- [SOAL LATIHAN]:
Jawablah pertanyaan berikut berdasarkan berita tentang putusan Mahkamah Agung Israel.
1. Berapa hakim yang membentuk majelis pembuat keputusan itu?
2. Pada tahun berapa undang-undang yang dibatalkan itu dibuat?
3. Kapan perluasan pendudukan Tepi Barat akan dimulai menurut pengumuman Netanyahu?

- [KUTIPAN DOKUMEN]:

Mahkamah Agung Israel Putuskan Permukiman di Tepi Barat Ilegal
Keputusan Mahkamah Israel itu membatalkan undang-undang Israel yang mengesahkan pembangunan 4.000 rumah di lahan milik orang Palestina di Tepi Barat. UU itu melanggar hak milik penduduk Palestina.
Oleh
kris mada
·3 menit baca
TEL AVIV, RABU — Mahkamah Agung Israel menetapkan pembangunan ribuan rumah oleh Pemerintah Israel di Tepi Barat sebagai tindakan ilegal. Putusan itu dikeluarkan menjelang pelaksanaan rencana Perdana Menteri Israel Benjamin Netanyahu memperluas pendudukan di Tepi Barat.
Keputusan yang diumumkan pada Selasa (9/6/2020) waktu setempat itu dibuat oleh majelis yang terdiri dari sembilan hakim. Keputusan itu membatalkan undang-undang Israel yang mengesahkan pembangunan 4.000 unit rumah di lahan milik orang Palestina di Tepi Barat.
”UU itu melanggar hak milik penduduk Palestina dan menguntungkan pemukim Israel,” demikian tertulis di amar putusan.
UU itu dibuat pada 2017 dan menyatakan pemukim Israel tetap bisa menempati rumah di Tepi Barat meski dibangun tanpa izin oleh pemilik lahan yang merupakan warga Palestina. UU itu memicu sejumlah pemukim Israel membangun rumah tanpa izin di Tepi Barat.
Partai Likud pimpinan Netanyahu berjanji akan segera membuat UU pengganti. Netanyahu telah mengumumkan, perluasan pendudukan Tepi Barat akan dimulai pada 1 Juli 2020. Perluasan itu didasarkan pada usulan perdamaian dari Amerika Serikat.
Dalam usulan itu, Presiden AS Donald Trump mengusulkan wilayah Palestina di Tepi Barat dipangkas. Selain itu, ada permukiman Israel di Tepi Barat. Trump juga mengusulkan seluruh Jerusalem sebagai ibu kota Israel.
Sebagai gantinya, wilayah Palestina di sekitar Gaza ditambah. Trump juga menawarkan 50 miliar dollar AS untuk pembangunan Palestina walau tidak dijelaskan bentuknya berupa utang, hibah, atau investasi.
Usulan Palestina
Palestina menolak usulan itu. PM Palestina Mohammad Shtayyeh telah menyampaikan usulan versi Palestina ke AS, Uni Eropa, Rusia, dan Perserikatan Bangsa-Bangsa.

Cuplikan dataset penunjukan objek
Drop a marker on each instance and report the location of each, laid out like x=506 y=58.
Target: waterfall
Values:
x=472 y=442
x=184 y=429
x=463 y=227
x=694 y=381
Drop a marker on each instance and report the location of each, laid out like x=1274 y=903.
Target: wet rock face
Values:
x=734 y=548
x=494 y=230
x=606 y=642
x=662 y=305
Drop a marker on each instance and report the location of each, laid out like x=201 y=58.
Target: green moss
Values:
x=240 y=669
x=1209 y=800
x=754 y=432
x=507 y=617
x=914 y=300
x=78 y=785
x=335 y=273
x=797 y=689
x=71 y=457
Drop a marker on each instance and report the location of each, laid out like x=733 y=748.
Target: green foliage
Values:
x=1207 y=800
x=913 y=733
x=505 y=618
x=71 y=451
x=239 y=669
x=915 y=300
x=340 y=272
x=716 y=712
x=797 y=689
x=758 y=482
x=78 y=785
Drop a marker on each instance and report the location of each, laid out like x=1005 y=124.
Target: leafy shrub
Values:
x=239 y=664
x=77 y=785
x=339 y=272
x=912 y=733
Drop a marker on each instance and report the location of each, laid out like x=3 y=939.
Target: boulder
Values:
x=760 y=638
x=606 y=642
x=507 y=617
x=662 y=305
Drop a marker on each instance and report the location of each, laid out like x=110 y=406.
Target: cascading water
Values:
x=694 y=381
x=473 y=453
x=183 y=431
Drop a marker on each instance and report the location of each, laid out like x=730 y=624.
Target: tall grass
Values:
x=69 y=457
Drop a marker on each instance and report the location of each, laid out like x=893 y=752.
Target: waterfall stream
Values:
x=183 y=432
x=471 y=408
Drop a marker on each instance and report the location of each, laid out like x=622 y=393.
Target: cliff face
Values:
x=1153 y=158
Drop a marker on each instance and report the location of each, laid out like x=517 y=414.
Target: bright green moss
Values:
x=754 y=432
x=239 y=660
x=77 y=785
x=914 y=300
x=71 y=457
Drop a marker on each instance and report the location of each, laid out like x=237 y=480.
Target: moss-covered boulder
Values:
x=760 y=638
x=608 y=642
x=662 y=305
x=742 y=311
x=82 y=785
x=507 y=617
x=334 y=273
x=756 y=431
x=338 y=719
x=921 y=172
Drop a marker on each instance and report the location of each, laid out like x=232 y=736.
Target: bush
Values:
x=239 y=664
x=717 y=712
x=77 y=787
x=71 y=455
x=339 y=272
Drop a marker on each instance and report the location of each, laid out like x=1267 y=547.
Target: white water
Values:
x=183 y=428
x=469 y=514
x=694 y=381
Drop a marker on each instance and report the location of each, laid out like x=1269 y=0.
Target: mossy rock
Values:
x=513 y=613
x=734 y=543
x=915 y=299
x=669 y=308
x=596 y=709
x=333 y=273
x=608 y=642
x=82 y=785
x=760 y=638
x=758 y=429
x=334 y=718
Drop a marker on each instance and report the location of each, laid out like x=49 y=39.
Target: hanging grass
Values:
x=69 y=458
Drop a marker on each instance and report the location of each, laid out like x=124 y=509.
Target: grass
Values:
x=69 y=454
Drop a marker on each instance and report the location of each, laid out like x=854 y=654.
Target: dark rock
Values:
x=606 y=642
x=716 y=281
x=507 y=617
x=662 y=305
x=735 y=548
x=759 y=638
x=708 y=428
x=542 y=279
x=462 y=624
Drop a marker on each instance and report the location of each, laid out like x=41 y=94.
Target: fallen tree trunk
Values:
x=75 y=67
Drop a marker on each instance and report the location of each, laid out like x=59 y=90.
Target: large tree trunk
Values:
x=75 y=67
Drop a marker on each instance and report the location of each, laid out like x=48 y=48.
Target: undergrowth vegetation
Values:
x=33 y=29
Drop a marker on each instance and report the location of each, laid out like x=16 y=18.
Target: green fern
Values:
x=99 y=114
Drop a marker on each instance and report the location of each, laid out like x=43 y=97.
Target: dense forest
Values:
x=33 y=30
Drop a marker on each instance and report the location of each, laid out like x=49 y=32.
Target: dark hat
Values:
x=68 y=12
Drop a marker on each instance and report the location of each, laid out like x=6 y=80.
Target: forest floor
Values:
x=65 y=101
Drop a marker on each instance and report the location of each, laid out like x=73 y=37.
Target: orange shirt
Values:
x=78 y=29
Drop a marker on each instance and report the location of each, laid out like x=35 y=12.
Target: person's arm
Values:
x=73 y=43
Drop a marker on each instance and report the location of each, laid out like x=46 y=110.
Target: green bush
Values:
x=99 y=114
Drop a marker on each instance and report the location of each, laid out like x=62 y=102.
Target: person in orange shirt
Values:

- [JAWABAN]:
1. Sembilan hakim.
2. 2017.
3. 1 Juli 2020.